Lista zadań.
a) Streść w dwóch zdaniach tekst o Marcinie Koniecznym.
b) Kontynuuj tekst o starcie Marcina Koniecznego na Hawajach, pisząc dalej po jego ostatnim zdaniu.

Fragment dokumentu.
++++++++++

Wiadomości

Marcin Konieczny: Skończyłem przygodę w triathlonie, w swoim stylu

Nie ukrywał, że jedzie na Hawaje, żeby zostać mistrzem świata w wieku 50 lat. W ten sposób chciał pożegnać się z triathlon. Niestety, rzeczywistość okazała się trochę inna dla Marcina Koniecznego.

Od 10 lat powtarzał jak mantrę, że w wieku 50 lat chce być najszybszym triathlonistą na świecie. Oczywiście wszystko miało się wydarzyć na Hawajach. Przygotował plan, w którym nie przewidział jednego. Został mistrzem świata pięć lat szybciej. W 2017 roku wygrał rywalizację w kategorii wiekowej M45-49. Mimo tego nie zrezygnował z tego celu.

Pomyślne przygotowania

Przygotowania do, jak przekonuje Marcin Konieczny, ostatniego startu w triathlonie, przebiegały dobrze. W między czasie nie wszystkie starty wyszły tak jak powinny, ale jego trener Tomasz Kowalski nie rwał szat z tego powodu.

++++++++++

Dostępne dane.

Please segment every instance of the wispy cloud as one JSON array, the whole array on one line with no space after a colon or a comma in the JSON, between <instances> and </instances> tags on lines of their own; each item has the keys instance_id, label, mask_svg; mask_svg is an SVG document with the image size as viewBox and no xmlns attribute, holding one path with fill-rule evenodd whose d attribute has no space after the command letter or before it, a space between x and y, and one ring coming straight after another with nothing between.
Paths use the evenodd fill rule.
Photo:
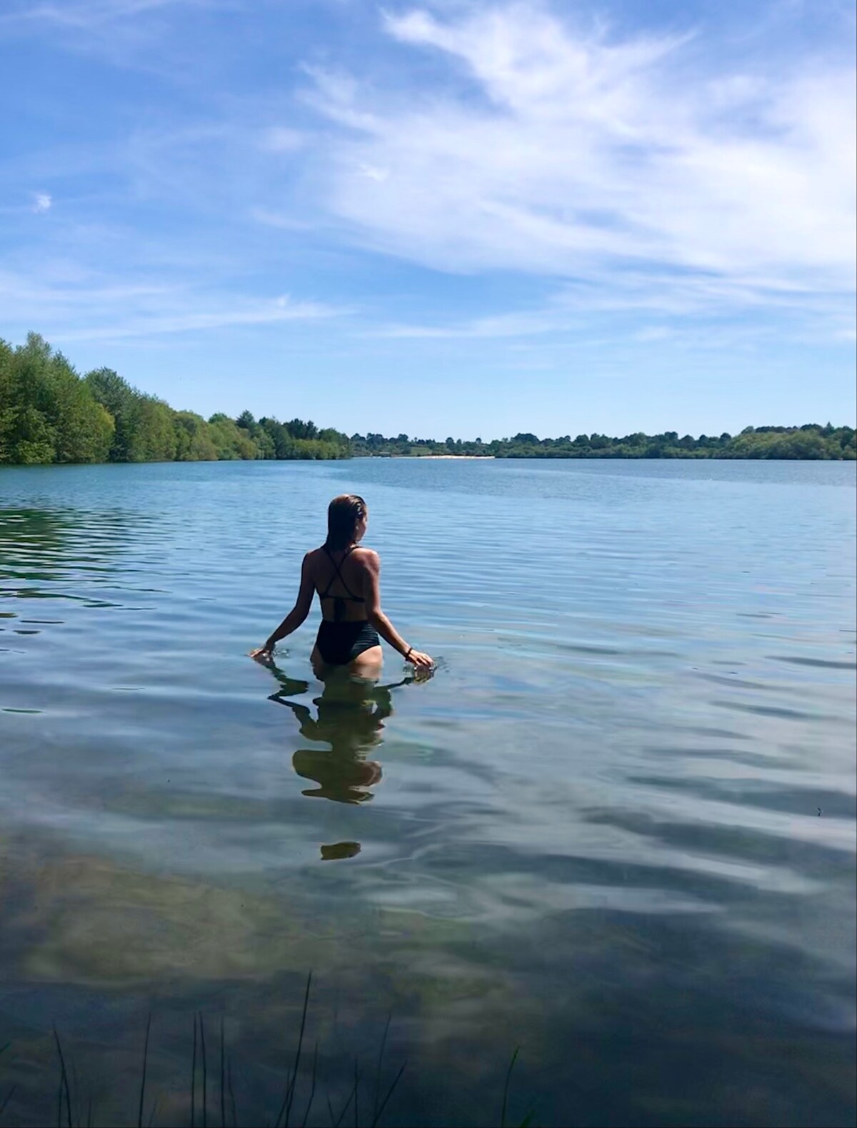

++++++++++

Udzielone odpowiedzi.
a) Marcin Konieczny od dziesięciu lat zapowiadał, że w wieku 50 lat zostanie na Hawajach najszybszym triathlonistą na świecie i tak pożegna się z triathlonem, choć mistrzem świata został już pięć lat wcześniej, w 2017 roku w kategorii M45-49. Przygotowania do jego ostatniego startu przebiegały dobrze, a choć nie wszystkie starty w międzyczasie wyszły tak, jak powinny, jego trener Tomasz Kowalski nie rwał z tego powodu szat.

b)
Wiele osób przyzwyczaiło się, że MKON głównie wygrywa i jedzie na Hawaje po swoje. Jestem przekonany, że tak nie będzie. Konkurencja będzie bardzo trudna. Kategoria wiekowa Marcina jest silnie obsadzona. Tak naprawdę nie wiemy, kto jest w jakiej formie. To nie jest polskie podwórko i nie śledzimy tego szczególnie. Jestem przekonany o tym, że to będzie trudny wyścig dla wszystkich, którzy myślą o wysokich miejscach – mówił Tomek Kowalski, trener MKONA, o nastawieniu przed zawodami na Hawajach.

Mimo że nie wszystkie starty w tym sezonie szły po jego myśli, to już mógł cieszyć się z mistrzostwa świata, które zdobył w formule duathlonu, na średnim dystansie w kategorii wiekowej M50-54.

Skończyło się na wicemistrzostwie

Z wody Marcin Konieczny wyszedł po godzinie i niespełna czterech minutach, na 77 pozycji w kategorii wiekowej. MKON od początku etapu kolarskiego zaczął odrabiać straty. Już po pierwszych dwóch kilometrach przesunął się na 48 pozycję, tracąc do prowadzącego w kategorii wiekowej niecałe dziewięć minut.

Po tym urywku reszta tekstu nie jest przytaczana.